#### ASSIGNMENT
Output only these lines, set down exactly: the one containing "The locator SHOULD return, for each instance of the front" and each line after it through the end of the records.
START MATERIAL FOR THIS EXERCISE
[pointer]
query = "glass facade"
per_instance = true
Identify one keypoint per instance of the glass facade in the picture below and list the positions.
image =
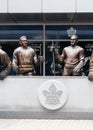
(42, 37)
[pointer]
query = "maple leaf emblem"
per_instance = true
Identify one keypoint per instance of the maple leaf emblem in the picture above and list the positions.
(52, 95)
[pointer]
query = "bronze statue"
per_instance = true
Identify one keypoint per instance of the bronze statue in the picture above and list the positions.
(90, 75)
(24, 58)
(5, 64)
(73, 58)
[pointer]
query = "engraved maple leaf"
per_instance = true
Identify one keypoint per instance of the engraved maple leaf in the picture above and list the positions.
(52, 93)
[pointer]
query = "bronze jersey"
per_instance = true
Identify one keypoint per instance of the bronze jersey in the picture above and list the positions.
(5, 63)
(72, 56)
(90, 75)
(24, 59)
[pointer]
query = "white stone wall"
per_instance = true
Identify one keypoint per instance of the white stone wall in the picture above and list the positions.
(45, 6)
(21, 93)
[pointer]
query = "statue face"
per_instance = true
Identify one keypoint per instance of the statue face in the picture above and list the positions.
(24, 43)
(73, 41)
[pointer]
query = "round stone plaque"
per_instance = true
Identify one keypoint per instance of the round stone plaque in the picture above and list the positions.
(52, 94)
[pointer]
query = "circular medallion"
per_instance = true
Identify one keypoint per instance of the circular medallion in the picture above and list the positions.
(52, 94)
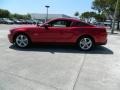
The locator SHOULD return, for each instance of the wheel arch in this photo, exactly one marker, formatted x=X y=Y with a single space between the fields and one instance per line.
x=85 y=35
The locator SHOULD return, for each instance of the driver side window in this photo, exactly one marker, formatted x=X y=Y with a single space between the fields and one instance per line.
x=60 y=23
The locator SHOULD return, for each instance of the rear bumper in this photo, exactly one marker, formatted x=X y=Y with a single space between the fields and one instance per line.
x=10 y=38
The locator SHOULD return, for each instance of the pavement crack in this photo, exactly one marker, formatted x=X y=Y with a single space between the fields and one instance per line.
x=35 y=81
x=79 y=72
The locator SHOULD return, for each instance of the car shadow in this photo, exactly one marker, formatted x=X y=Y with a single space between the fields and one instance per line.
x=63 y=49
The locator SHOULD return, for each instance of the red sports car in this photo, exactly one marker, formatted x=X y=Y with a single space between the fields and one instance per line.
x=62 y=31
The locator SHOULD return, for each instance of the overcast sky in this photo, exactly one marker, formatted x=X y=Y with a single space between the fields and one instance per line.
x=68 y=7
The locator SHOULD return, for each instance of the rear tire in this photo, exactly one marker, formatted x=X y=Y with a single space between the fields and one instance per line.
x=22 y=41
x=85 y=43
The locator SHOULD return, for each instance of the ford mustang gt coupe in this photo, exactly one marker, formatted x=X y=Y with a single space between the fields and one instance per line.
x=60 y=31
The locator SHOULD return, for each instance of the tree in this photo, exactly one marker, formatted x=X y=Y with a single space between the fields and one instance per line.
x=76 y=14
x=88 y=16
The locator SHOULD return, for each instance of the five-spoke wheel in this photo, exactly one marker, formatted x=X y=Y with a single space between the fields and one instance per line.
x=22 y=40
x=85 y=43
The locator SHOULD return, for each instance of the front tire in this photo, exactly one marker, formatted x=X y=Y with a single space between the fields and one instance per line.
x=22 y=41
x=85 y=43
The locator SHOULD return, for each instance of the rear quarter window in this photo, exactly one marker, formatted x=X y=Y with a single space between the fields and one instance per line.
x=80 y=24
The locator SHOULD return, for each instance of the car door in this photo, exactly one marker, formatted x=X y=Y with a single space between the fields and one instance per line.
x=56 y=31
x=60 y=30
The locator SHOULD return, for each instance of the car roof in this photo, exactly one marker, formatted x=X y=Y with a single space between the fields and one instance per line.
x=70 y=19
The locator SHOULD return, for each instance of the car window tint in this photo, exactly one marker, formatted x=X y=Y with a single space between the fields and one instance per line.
END MATERIAL FOR THIS EXERCISE
#### TASK SOLUTION
The locator SHOULD return, for each instance of the front tire in this photo, exactly one marker, formatted x=X y=Y with a single space between the fields and one instance per line.
x=22 y=41
x=85 y=43
The locator SHOULD return, for each instance of the rear quarter window in this photo, exactly one marker, formatted x=X y=Y with a single space between the fields and one instance per line.
x=80 y=24
The locator SHOULD return, for each instance of the car door in this photo, exactly one marker, formatted x=X y=Y with a single space between the fields and one instance per line.
x=56 y=31
x=60 y=30
The locator SHOULD return, for each instance of the car roof in this photo, exactly one marker, formatted x=X y=Y with a single space between the fields and one instance per line.
x=70 y=19
The locator SHOULD return, for each instance of the car window tint in this photo, exactly one marker, formatted x=X y=Y with a single space between the fields and one instance per line.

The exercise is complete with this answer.